* _Work request_
When you transcribe the records that follow, reproduce each line exactly as given.

[Extracted data entries]
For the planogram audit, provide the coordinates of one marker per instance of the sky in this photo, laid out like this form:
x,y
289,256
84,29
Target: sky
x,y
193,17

* _Exercise output_
For the planogram audit, provide the coordinates of one marker per instance of the sky in this photo, laid out like this form:
x,y
289,256
84,29
Target: sky
x,y
193,17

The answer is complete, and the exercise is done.